# TEXT:
[Start]
MANAGUA – The deteriorating economic situation for many Nicaraguan families could become a spark that ignites a dangerous social conflict here if the Sandinista government does not do more to respond to the needs of the people, according to renowned economist and opposition political leader Edmundo “Mundo” Jarquin.

It's the Economy, Stupid: Economist Edmundo Jarquin warns that economic problems could prompt civil society to mobilize.
Tim Rogers | Nica Times

Jarquin, a leading intellectual leader and former presidential candidate for the left-wing Sandinista Renovation Movement (MRS), said he thinks it is “inevitable” that Nicaragua's slumbering civil society will begin to mobilize against the government if the socio-economic situation continues its downward spiral from the first year of President Daniel Ortega's administration – a period, he claims, that has led to more poverty and unemployment in Nicaragua.

Nicaragua last year had the highest accumulated inflation rate – more than 17% – and the lowest economic growth rate in the region. That equation has translated into an increased cost of living for Nicaraguans.

While the administration has been quick to point to international factors – a slumping U.S. economy and skyrocketing oil prices – as the reasons for inflation and stunted economic growth, Jarquin said that the only way to explain the fact that Nicaragua has faired worse than its Central American neighbors is that the Ortega government is “inexcusably irresponsible.”

“The Ortega government is failing strategically to respond to unemployment and poverty,” charged the former analyst for the Inter-American Development Bank.

Jarquin said he thinks the worsening economic situation for many Nicaraguans, after a decade of what he calls “slow but progressive improvement” could soon provide a catalyst for a popular mobilization against the Ortega administration, similar to what happened to the Somoza dictatorship in the recession years following the devastating 1972 earthquake.

“At the end of the dictatorship, everyone mobilized. This was possible because here there was an accumulation of socio-economic tensions immediately after the earthquake,” Jarquin told The Nica Times.
[End]
# DATASET RECORDS:
[Start]
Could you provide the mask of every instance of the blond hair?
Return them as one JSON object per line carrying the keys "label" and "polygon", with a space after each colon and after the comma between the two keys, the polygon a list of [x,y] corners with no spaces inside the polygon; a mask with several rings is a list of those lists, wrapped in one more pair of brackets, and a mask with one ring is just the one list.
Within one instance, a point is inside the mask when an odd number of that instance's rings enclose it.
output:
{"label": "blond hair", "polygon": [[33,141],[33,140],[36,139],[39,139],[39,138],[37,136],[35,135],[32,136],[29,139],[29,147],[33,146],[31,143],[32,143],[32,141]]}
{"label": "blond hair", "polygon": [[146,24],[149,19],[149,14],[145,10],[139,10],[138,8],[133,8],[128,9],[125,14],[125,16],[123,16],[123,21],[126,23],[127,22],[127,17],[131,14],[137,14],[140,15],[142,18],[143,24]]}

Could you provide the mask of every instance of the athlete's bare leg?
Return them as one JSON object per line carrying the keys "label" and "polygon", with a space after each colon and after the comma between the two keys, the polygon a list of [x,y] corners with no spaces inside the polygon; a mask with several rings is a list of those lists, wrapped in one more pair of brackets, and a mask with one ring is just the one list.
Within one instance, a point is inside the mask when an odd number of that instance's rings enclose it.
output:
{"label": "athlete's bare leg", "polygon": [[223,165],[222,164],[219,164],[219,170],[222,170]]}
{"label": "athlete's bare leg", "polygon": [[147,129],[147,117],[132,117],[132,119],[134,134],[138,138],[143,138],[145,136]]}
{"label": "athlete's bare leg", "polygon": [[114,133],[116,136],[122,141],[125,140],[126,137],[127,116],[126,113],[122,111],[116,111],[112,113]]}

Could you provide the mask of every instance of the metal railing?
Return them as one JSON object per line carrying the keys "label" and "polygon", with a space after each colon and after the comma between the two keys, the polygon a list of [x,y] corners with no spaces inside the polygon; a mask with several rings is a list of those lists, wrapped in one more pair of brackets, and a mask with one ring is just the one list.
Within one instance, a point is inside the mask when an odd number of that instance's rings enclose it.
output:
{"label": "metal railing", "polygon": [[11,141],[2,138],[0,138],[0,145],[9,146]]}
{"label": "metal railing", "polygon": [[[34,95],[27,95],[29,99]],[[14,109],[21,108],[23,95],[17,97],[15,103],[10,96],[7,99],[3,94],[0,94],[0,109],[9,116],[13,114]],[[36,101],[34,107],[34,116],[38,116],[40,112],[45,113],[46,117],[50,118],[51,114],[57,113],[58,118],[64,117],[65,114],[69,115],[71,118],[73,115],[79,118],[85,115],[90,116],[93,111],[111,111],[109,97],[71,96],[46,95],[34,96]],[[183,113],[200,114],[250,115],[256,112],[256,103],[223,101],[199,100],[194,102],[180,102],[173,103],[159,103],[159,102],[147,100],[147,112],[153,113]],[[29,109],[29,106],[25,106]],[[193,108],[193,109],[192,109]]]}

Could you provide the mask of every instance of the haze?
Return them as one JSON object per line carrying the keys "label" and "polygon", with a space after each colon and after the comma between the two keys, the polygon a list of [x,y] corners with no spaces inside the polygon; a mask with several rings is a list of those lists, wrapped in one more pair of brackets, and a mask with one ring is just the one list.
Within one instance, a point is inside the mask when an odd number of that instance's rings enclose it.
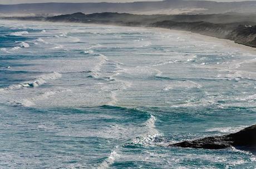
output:
{"label": "haze", "polygon": [[[255,0],[254,0],[255,1]],[[46,3],[46,2],[130,2],[134,1],[161,1],[161,0],[40,0],[40,1],[31,1],[31,0],[0,0],[0,4],[19,4],[19,3]],[[216,0],[213,1],[218,2],[233,2],[233,1],[245,1],[242,0]]]}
[End]
# TASKS TO COMPLETE:
#1 Please reproduce the Nicaragua economy article in full, word for word.
#2 Find every line in the rows that contains the word "railing", and copy each of those lines out unchanged.

# RESPONSES FOR EACH TASK:
#1
MANAGUA – The deteriorating economic situation for many Nicaraguan families could become a spark that ignites a dangerous social conflict here if the Sandinista government does not do more to respond to the needs of the people, according to renowned economist and opposition political leader Edmundo “Mundo” Jarquin.

It's the Economy, Stupid: Economist Edmundo Jarquin warns that economic problems could prompt civil society to mobilize.
Tim Rogers | Nica Times

Jarquin, a leading intellectual leader and former presidential candidate for the left-wing Sandinista Renovation Movement (MRS), said he thinks it is “inevitable” that Nicaragua's slumbering civil society will begin to mobilize against the government if the socio-economic situation continues its downward spiral from the first year of President Daniel Ortega's administration – a period, he claims, that has led to more poverty and unemployment in Nicaragua.

Nicaragua last year had the highest accumulated inflation rate – more than 17% – and the lowest economic growth rate in the region. That equation has translated into an increased cost of living for Nicaraguans.

While the administration has been quick to point to international factors – a slumping U.S. economy and skyrocketing oil prices – as the reasons for inflation and stunted economic growth, Jarquin said that the only way to explain the fact that Nicaragua has faired worse than its Central American neighbors is that the Ortega government is “inexcusably irresponsible.”

“The Ortega government is failing strategically to respond to unemployment and poverty,” charged the former analyst for the Inter-American Development Bank.

Jarquin said he thinks the worsening economic situation for many Nicaraguans, after a decade of what he calls “slow but progressive improvement” could soon provide a catalyst for a popular mobilization against the Ortega administration, similar to what happened to the Somoza dictatorship in the recession years following the devastating 1972 earthquake.

“At the end of the dictatorship, everyone mobilized. This was possible because here there was an accumulation of socio-economic tensions immediately after the earthquake,” Jarquin told The Nica Times.

#2
Could you provide the mask of every instance of the metal railing?
{"label": "metal railing", "polygon": [[11,141],[2,138],[0,138],[0,145],[9,146]]}
{"label": "metal railing", "polygon": [[[34,95],[27,95],[29,99]],[[14,109],[21,108],[23,95],[17,97],[15,103],[10,96],[7,99],[3,94],[0,94],[0,109],[9,116],[13,114]],[[36,101],[34,107],[34,116],[38,116],[40,112],[45,113],[46,117],[50,118],[51,114],[57,113],[58,118],[64,117],[65,114],[69,115],[71,118],[73,115],[79,118],[85,115],[90,116],[93,111],[111,111],[109,97],[71,96],[46,95],[34,96]],[[183,113],[200,114],[250,115],[256,112],[256,103],[223,101],[199,100],[194,102],[180,102],[173,103],[159,103],[159,102],[147,100],[147,112],[153,113]],[[29,109],[29,106],[25,106]],[[193,108],[193,109],[192,109]]]}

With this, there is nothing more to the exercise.